WHAT YOU HAVE TO DO
Would you return the full listing exactly, with nothing altered?
=== Section Start ===
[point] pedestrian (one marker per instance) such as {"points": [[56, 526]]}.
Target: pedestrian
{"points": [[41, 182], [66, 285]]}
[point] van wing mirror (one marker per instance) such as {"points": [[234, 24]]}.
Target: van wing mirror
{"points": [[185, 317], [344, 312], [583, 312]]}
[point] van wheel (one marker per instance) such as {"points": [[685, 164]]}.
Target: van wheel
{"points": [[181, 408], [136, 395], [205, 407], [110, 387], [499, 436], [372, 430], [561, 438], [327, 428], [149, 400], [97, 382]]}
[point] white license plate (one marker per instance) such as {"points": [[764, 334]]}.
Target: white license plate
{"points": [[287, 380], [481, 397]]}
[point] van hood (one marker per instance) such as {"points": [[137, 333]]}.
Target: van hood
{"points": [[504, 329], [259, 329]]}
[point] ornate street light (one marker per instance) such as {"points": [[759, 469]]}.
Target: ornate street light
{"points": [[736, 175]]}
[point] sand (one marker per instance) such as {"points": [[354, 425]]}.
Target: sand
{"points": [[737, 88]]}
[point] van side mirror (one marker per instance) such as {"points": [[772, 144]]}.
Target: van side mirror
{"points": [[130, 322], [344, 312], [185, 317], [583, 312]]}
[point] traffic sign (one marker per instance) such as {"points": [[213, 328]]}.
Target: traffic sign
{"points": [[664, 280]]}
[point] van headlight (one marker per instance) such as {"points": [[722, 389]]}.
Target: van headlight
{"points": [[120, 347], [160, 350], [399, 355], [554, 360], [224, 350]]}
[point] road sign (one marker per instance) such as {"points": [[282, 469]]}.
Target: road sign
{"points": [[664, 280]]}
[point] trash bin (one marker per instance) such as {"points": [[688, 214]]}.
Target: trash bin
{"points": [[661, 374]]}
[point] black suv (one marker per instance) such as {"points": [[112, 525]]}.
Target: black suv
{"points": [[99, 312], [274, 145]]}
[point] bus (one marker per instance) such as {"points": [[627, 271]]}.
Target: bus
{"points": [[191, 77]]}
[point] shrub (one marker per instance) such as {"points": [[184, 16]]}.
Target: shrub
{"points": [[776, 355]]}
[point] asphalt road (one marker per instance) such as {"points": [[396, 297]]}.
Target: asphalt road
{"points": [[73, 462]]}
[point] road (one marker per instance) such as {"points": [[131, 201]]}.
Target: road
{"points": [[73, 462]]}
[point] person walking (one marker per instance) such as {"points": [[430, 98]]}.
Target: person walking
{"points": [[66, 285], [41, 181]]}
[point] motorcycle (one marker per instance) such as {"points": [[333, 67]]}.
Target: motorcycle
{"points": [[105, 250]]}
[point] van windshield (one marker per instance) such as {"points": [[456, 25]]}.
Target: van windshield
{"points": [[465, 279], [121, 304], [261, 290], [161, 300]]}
=== Section End ===
YOUR RESPONSE
[point] pedestrian (one marker per instance) such as {"points": [[56, 526]]}.
Target: pedestrian
{"points": [[41, 182], [66, 285]]}
[point] van wing mirror (one marker per instance) such as {"points": [[234, 24]]}.
Target: van wing mirror
{"points": [[185, 317], [344, 312], [583, 312]]}
[point] van wheel (one marker per instance) such as {"points": [[685, 164]]}.
Target: van wheel
{"points": [[181, 408], [136, 395], [205, 407], [110, 387], [499, 436], [372, 430], [561, 438], [327, 428], [149, 400], [97, 382]]}
[point] white license plate (one marker per instance) such as {"points": [[764, 334]]}.
Target: white license plate
{"points": [[287, 380], [481, 397]]}
[point] van hood (one marker per instance) such as {"points": [[137, 333]]}.
Target: van hood
{"points": [[504, 329], [259, 329]]}
[point] ornate street light (one marker per instance) such as {"points": [[759, 469]]}.
Target: ornate street light
{"points": [[736, 175]]}
[point] sand (one marker per instance) such as {"points": [[354, 425]]}.
Target: sand
{"points": [[737, 88]]}
[point] van side mirror (one marker per instance) such as {"points": [[772, 144]]}.
Target: van side mirror
{"points": [[130, 322], [344, 312], [185, 317], [583, 312]]}
[point] traffic sign (one marker per instance) such as {"points": [[213, 328]]}.
Target: traffic sign
{"points": [[664, 280]]}
[point] van headlight (one marker per instance) such as {"points": [[722, 389]]}.
Target: van headlight
{"points": [[120, 347], [160, 350], [399, 355], [554, 360], [224, 350]]}
[point] road sign (one marker per instance) such as {"points": [[282, 469]]}.
Target: road sign
{"points": [[664, 280]]}
[point] trash bin (one marker per instance) such as {"points": [[688, 214]]}.
Target: trash bin
{"points": [[661, 374]]}
[point] black suv (one marker per instance) such as {"points": [[112, 525]]}.
Target: black suv
{"points": [[99, 312], [274, 145]]}
[point] bus (one marker per instance) such as {"points": [[627, 271]]}.
Target: bus
{"points": [[191, 77]]}
[point] shrub (one marker per instance) such as {"points": [[184, 16]]}.
Target: shrub
{"points": [[776, 355]]}
[point] asphalt road (one marker per instance) such as {"points": [[396, 297]]}.
Target: asphalt road
{"points": [[73, 462]]}
[point] road (one marker per instance) such as {"points": [[131, 201]]}.
Target: road
{"points": [[73, 462]]}
[point] person walking (one marker per instance) such as {"points": [[430, 98]]}.
Target: person walking
{"points": [[66, 285], [41, 181]]}
[point] motorcycle (one marker per instance) such as {"points": [[333, 67]]}.
Target: motorcycle
{"points": [[105, 250]]}
[point] van windshield (one marker per instance) such as {"points": [[456, 25]]}.
Target: van windshield
{"points": [[465, 279], [121, 304], [261, 290], [161, 300]]}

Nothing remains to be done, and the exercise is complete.